Precios, la venganza del campo
«La sociedad urbana limita la producción agraria y a la vez protesta por el consiguiente incremento de precios. No se puede sorber y soplar al tiempo»
Desayuno en el Hotel Cortijo Santa Cruz, en Villanueva de la Serena, adonde acudí para pronunciar una conferencia –La agricultura en tiempos de complejidad– en el seno de las XVI Jornadas Técnicas de ACOPAEX, una gran cooperativa de segundo grado. Mientras tomo el café, las noticias de la televisión hablan de la fuerte subida de los alimentos en toda Europa. Los consumidores protestan, los gobiernos se inquietan. Todos, en parte significativa, al menos, culpabilizan a la cesta de la compra de la inflación que los atormenta. Dominado el potro salvaje del petróleo y el gas, sólo los irredentos alimentos, argumentan, ceban el amenazante ascenso de precios. Los portavoces de algunas organizaciones y partidos, con voz agria y arrogante, exigen, incluso, que se intervengan los mercados y que se pongan límites a los precios de los alimentos básicos, que, a la hora de la verdad, son casi todos ellos. Otros responsabilizan a especuladores y cadenas de distribución, a los que quieren criminalizar. Sin embargo, no escucho ninguna autocrítica, de autoridad alguna, por el cómo hemos podido llegar hasta aquí. La culpa, como es habitual, siempre es de los demás.

▶ _FILAS EXTRAÍDAS_
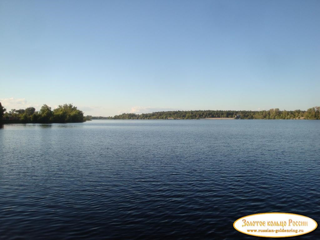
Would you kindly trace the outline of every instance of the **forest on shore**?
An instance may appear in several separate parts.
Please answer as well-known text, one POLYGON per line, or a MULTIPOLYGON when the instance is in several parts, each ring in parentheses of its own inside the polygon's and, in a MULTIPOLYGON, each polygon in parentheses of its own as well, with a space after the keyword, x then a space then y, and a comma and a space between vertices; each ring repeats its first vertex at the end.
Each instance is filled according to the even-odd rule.
POLYGON ((87 116, 88 119, 200 119, 206 118, 228 117, 241 119, 320 119, 320 107, 315 107, 306 111, 281 111, 272 108, 262 111, 197 110, 156 112, 151 113, 123 113, 113 117, 87 116))
POLYGON ((15 123, 81 123, 85 121, 82 111, 71 104, 59 105, 53 110, 46 104, 36 111, 33 107, 7 112, 0 102, 0 122, 15 123))

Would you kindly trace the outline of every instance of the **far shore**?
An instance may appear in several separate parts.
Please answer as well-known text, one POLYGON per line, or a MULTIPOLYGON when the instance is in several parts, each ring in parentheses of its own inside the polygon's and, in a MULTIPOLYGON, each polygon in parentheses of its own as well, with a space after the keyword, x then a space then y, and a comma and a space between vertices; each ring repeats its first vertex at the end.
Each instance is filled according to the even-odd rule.
POLYGON ((212 120, 234 120, 235 118, 233 117, 205 117, 204 118, 199 118, 200 119, 209 119, 212 120))

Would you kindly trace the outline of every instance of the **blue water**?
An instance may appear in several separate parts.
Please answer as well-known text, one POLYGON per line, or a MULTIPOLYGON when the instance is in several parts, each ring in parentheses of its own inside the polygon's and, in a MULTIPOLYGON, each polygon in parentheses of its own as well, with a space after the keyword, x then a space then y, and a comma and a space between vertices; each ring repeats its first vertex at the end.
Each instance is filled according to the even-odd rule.
POLYGON ((254 239, 233 222, 269 212, 320 222, 320 121, 0 129, 1 239, 254 239))

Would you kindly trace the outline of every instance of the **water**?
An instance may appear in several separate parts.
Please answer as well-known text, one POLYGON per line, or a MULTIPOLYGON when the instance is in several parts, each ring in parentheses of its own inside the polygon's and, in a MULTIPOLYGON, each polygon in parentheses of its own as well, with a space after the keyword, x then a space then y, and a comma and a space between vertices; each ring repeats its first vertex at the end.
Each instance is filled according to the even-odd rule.
POLYGON ((320 222, 320 121, 5 125, 0 146, 3 239, 254 239, 233 222, 320 222))

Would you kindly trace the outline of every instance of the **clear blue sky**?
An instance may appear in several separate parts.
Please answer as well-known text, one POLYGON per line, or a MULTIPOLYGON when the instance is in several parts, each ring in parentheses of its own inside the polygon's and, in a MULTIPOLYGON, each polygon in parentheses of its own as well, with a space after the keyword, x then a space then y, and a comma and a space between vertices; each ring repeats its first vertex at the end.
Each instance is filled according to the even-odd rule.
POLYGON ((0 1, 0 101, 85 115, 320 105, 320 1, 0 1))

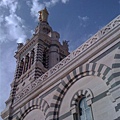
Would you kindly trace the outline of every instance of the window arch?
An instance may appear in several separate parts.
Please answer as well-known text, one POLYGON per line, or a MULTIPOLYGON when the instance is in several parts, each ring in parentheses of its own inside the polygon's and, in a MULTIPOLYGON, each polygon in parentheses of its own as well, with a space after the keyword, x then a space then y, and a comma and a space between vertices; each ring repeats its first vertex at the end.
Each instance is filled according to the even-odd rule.
POLYGON ((78 90, 73 95, 70 104, 73 120, 94 120, 91 108, 93 97, 93 93, 89 88, 78 90))
POLYGON ((87 105, 85 97, 78 102, 78 111, 79 120, 93 120, 91 107, 87 105))

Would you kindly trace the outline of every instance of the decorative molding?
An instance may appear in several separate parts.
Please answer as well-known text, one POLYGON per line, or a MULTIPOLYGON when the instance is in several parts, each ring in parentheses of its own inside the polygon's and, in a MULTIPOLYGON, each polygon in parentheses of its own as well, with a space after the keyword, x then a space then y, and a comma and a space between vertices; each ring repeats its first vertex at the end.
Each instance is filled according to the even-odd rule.
POLYGON ((25 116, 34 109, 40 109, 46 117, 49 111, 49 105, 44 99, 35 98, 20 108, 20 112, 17 114, 16 120, 23 120, 25 116))
POLYGON ((77 105, 77 102, 78 102, 78 99, 81 97, 81 96, 85 96, 86 97, 86 102, 87 102, 87 105, 90 105, 92 103, 91 99, 94 97, 93 96, 93 93, 90 89, 85 89, 85 90, 78 90, 72 97, 72 100, 71 100, 71 104, 70 104, 70 107, 75 107, 77 105))
MULTIPOLYGON (((64 98, 64 95, 68 91, 68 89, 79 79, 85 77, 85 76, 98 76, 100 77, 105 83, 107 83, 107 80, 111 76, 111 68, 103 65, 103 64, 97 64, 97 63, 89 63, 82 65, 75 70, 73 70, 71 73, 69 73, 61 82, 61 84, 58 86, 58 89, 56 90, 56 94, 53 96, 53 103, 51 103, 51 116, 50 120, 57 120, 59 118, 59 108, 62 103, 62 99, 64 98), (55 107, 54 107, 55 106, 55 107)), ((107 84, 106 84, 107 85, 107 84)), ((109 85, 108 85, 109 89, 109 85)), ((82 91, 87 92, 87 91, 82 91)), ((90 91, 89 91, 90 93, 90 91)), ((86 94, 87 93, 83 93, 86 94)), ((92 94, 90 94, 90 99, 93 97, 92 94)), ((87 100, 90 100, 89 97, 87 97, 87 100)), ((88 104, 91 104, 89 101, 88 104)), ((74 107, 73 107, 74 109, 74 107)), ((74 109, 75 110, 75 109, 74 109)), ((74 112, 74 111, 73 111, 74 112)))

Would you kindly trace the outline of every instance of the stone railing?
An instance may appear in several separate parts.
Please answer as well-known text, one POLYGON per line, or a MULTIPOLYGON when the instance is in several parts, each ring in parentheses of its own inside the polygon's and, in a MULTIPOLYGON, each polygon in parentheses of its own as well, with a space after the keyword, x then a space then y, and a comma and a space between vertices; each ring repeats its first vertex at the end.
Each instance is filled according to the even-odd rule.
POLYGON ((92 36, 90 39, 88 39, 84 44, 82 44, 80 47, 78 47, 76 50, 74 50, 72 53, 70 53, 61 62, 56 64, 54 67, 52 67, 50 70, 48 70, 45 74, 43 74, 37 80, 33 81, 31 84, 26 86, 22 91, 20 91, 15 96, 14 103, 19 101, 24 96, 26 96, 32 90, 35 90, 35 88, 40 87, 41 83, 43 81, 45 81, 47 78, 52 76, 55 72, 59 71, 61 68, 63 68, 66 64, 68 64, 68 62, 73 60, 75 57, 79 56, 81 53, 83 53, 85 50, 87 50, 89 47, 91 47, 93 44, 95 44, 100 38, 102 38, 109 31, 113 30, 119 24, 120 24, 120 15, 118 17, 116 17, 113 21, 111 21, 108 25, 106 25, 104 28, 102 28, 100 31, 98 31, 94 36, 92 36))

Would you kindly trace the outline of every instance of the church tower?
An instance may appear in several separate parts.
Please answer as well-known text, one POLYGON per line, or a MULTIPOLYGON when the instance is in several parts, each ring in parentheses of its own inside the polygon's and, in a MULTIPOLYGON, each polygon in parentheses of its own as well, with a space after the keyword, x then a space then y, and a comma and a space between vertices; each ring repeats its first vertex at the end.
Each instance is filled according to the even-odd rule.
POLYGON ((120 16, 69 54, 48 15, 18 44, 3 120, 120 120, 120 16))
MULTIPOLYGON (((55 64, 65 58, 68 52, 68 42, 59 42, 60 34, 53 31, 48 23, 48 11, 46 8, 39 11, 39 22, 35 33, 26 43, 18 43, 15 77, 11 84, 11 94, 6 101, 9 108, 5 114, 10 115, 12 104, 15 103, 15 95, 29 83, 38 79, 55 64)), ((4 116, 4 115, 3 115, 4 116)))

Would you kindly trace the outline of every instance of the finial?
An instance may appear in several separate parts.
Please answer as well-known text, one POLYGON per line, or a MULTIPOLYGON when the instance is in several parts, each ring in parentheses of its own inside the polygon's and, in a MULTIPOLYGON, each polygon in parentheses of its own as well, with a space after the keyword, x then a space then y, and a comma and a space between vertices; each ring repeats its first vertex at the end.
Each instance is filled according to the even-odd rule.
POLYGON ((39 11, 38 13, 39 13, 40 22, 47 22, 49 13, 48 13, 46 7, 43 10, 39 11))

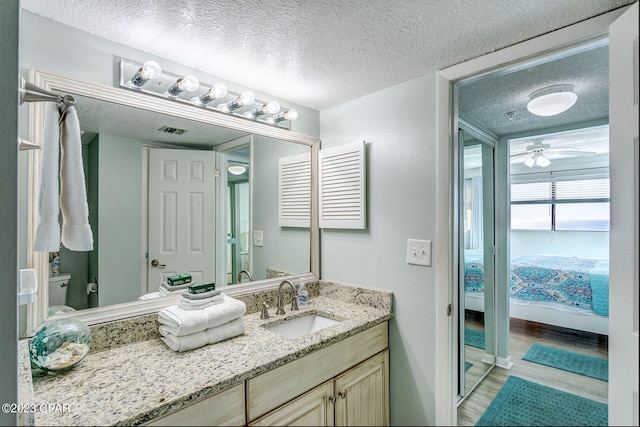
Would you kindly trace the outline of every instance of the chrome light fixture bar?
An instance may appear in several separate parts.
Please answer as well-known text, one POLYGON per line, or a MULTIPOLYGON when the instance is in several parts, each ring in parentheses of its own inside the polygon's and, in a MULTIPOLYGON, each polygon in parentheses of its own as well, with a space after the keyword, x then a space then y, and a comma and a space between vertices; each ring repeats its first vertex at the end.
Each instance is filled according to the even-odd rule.
POLYGON ((298 117, 294 109, 280 112, 278 101, 256 100, 250 91, 232 93, 223 83, 211 86, 199 82, 195 76, 171 74, 162 71, 160 64, 154 61, 140 64, 121 59, 120 87, 285 129, 291 129, 291 121, 298 117))
POLYGON ((147 61, 129 80, 128 86, 131 88, 140 88, 151 79, 157 79, 162 74, 162 68, 156 61, 147 61))
POLYGON ((184 76, 183 78, 176 80, 174 84, 169 86, 166 94, 172 97, 176 97, 184 91, 193 92, 195 90, 198 90, 199 87, 200 82, 196 77, 191 75, 184 76))
POLYGON ((203 93, 199 97, 193 98, 191 100, 198 104, 206 105, 212 101, 215 101, 216 99, 224 98, 225 96, 227 96, 227 93, 227 87, 224 84, 216 83, 211 89, 209 89, 208 92, 203 93))

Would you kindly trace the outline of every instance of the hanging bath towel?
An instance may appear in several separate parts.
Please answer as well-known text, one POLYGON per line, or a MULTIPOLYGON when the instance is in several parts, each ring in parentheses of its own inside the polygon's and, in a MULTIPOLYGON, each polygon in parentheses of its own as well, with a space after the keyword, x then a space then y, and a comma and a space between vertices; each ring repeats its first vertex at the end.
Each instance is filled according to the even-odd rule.
POLYGON ((58 155, 60 152, 60 112, 55 103, 44 107, 44 135, 42 142, 42 169, 38 213, 40 223, 36 230, 34 250, 58 252, 60 250, 60 205, 58 201, 58 155))
POLYGON ((91 251, 93 250, 93 233, 89 226, 80 122, 74 107, 68 107, 60 127, 60 134, 62 244, 72 251, 91 251))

▶ _PROBLEMA BREVE 1_
Según el fragmento sobre los precios de los alimentos, ¿por qué se señala a los alimentos como únicos responsables del ascenso de precios? Responde en una a tres oraciones.
▶ _PROBLEMA BREVE 2_
Enumera, por favor, todos los lugares y organizaciones con nombre propio que menciona el fragmento sobre los precios de los alimentos.
Basa tus respuestas únicamente en el fragmento.

▶ _RESPUESTA ESPERADA 1_
Porque, según argumentan, una vez dominados el petróleo y el gas, solo los alimentos siguen empujando el ascenso de precios.

▶ _RESPUESTA ESPERADA 2_
- Hotel Cortijo Santa Cruz
- Villanueva de la Serena
- ACOPAEX
- Europa